→ **Task item**: Word for word, set down the listing that appears after this line.

→ **Excerpted records**:

----

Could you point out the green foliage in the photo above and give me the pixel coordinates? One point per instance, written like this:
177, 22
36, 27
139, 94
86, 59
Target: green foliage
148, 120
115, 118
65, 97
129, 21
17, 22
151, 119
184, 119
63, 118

----

→ **Response**:
Could you point out the green foliage in the photo above and give me the pixel coordinates? One point per instance, written like this:
177, 22
36, 27
139, 94
86, 59
Target: green foliage
148, 120
115, 118
65, 97
129, 21
17, 22
151, 119
184, 119
63, 118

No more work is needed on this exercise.